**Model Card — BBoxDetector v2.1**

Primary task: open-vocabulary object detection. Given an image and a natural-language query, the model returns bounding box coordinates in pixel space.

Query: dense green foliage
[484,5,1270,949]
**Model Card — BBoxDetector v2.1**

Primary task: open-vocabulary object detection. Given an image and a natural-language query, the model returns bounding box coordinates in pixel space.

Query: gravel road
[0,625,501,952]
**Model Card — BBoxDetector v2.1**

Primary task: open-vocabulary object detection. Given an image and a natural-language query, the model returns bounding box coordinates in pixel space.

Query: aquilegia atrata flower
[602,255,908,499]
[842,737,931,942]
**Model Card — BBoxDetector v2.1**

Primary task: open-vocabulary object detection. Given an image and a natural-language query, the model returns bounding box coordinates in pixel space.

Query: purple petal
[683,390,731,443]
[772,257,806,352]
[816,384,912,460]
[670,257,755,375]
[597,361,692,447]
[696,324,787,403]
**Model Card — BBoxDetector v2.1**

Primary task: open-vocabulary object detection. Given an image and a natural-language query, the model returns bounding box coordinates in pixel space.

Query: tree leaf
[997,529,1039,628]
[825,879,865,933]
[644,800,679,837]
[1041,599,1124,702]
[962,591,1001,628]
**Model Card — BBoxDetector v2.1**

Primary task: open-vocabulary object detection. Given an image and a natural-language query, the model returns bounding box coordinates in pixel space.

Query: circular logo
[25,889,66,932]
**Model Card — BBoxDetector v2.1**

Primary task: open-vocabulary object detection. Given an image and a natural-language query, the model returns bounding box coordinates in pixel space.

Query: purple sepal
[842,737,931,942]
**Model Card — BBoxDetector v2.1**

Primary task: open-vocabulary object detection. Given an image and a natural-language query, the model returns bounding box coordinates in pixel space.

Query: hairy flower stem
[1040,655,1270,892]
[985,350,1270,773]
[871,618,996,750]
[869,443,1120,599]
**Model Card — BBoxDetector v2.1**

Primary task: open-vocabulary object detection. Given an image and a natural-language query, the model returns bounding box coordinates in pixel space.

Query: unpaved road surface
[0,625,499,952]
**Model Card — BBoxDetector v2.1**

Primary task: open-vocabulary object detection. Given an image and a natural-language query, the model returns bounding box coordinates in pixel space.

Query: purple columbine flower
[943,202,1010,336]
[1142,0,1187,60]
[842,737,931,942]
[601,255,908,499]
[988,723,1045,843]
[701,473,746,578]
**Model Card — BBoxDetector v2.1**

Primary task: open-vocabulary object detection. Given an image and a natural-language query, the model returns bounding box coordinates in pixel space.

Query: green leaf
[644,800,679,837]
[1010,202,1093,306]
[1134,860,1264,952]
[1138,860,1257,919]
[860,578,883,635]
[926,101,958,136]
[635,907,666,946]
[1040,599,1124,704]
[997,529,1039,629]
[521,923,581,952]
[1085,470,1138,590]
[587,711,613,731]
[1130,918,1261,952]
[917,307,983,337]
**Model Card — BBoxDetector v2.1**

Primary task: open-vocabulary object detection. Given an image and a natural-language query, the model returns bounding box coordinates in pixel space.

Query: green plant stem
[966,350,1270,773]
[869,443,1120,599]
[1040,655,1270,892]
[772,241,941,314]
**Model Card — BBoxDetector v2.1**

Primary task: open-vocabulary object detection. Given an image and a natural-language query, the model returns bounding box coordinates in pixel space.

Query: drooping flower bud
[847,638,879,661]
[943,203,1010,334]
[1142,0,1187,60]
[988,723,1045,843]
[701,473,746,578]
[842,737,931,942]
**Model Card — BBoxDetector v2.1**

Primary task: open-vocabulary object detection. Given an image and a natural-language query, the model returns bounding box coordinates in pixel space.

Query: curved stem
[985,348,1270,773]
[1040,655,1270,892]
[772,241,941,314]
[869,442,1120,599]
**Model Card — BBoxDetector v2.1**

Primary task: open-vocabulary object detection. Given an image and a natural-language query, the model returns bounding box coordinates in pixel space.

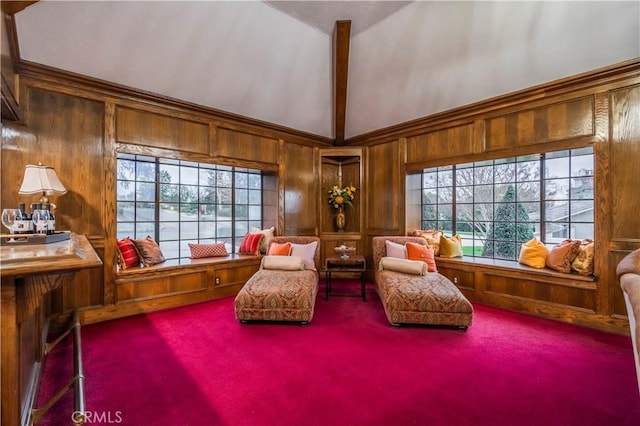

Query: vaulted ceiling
[10,1,640,138]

---*---

### TASK TO CARRY OUT:
Please reproduce the rows from their first line up to and including the line with "[484,5,1270,949]", switching "foliage" to "vegetation" and leaving everything else unchanged. Return only those lines.

### ANSWER:
**Model Card — BBoxDetector v2.1**

Primary task: open-vocabulary object detection. Given an image and a natural-language query, the model returns bounding box coordinates in pixel space.

Query: dense green vegetation
[484,5,1270,949]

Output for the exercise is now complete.